◆ SET PROBLEM
In the records below, copy out every line from the one containing "Report the position of every instance of the rocky" through the one containing "pixel 929 56", both ends included, character for character and with nothing else.

◆ RECORDS FOR THE EXERCISE
__________
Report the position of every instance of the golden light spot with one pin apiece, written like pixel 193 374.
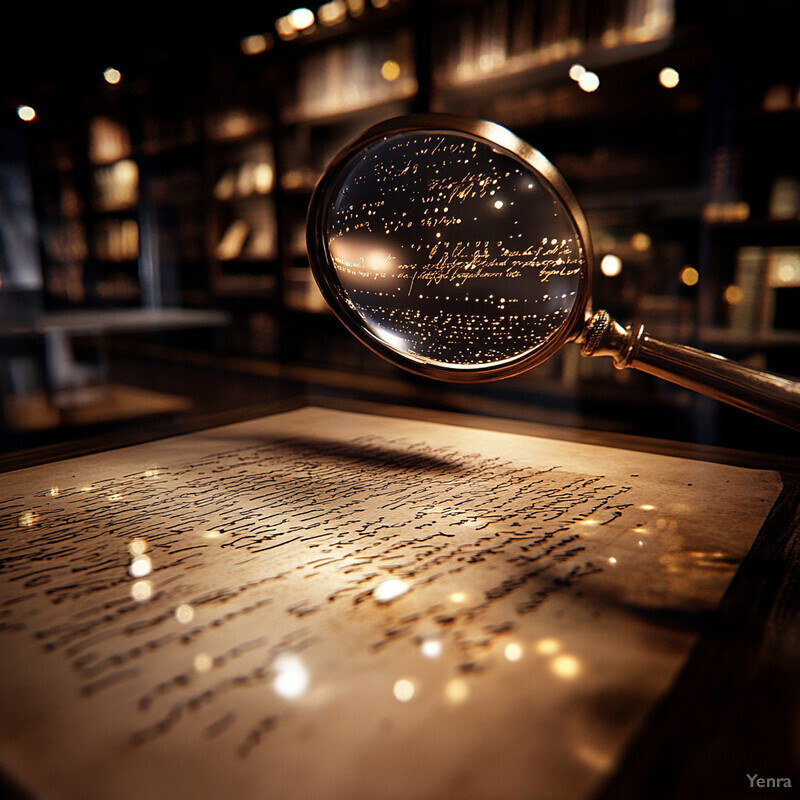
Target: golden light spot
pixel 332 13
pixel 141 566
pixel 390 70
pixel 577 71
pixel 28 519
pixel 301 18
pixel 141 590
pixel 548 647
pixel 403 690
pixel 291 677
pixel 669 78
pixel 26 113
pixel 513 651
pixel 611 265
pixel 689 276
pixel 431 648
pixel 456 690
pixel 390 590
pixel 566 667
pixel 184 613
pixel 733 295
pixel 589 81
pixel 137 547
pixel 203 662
__________
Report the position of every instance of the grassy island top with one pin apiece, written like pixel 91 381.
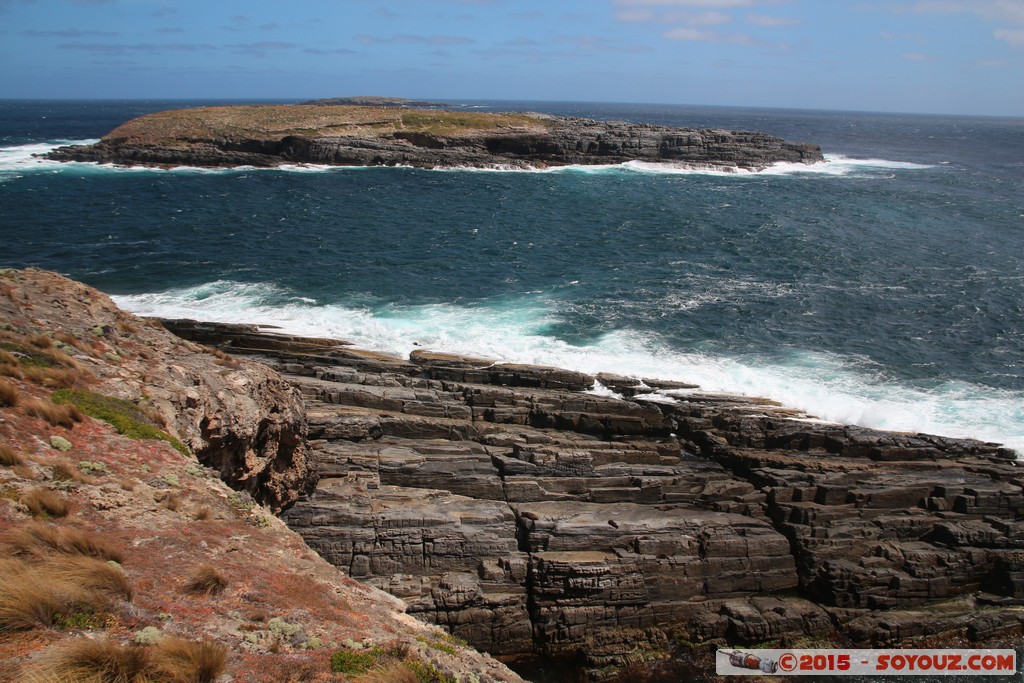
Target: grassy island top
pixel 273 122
__________
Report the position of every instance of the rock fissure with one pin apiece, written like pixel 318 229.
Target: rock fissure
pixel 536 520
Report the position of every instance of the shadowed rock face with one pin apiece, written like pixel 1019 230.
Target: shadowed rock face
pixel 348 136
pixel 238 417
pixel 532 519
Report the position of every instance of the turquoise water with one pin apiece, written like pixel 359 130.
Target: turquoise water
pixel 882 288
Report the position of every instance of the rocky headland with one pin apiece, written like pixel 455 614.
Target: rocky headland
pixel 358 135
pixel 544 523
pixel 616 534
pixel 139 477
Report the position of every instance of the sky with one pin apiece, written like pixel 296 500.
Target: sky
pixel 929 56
__________
◆ RESULT OF THIS EXERCISE
Report the position of every instance of the rocky headland with one pin apiece, written like pixel 455 614.
Target: rocky headland
pixel 358 135
pixel 544 523
pixel 616 534
pixel 139 477
Report the position of every instance of the sky with one pin apiece, written like pixel 296 500.
Target: sky
pixel 929 56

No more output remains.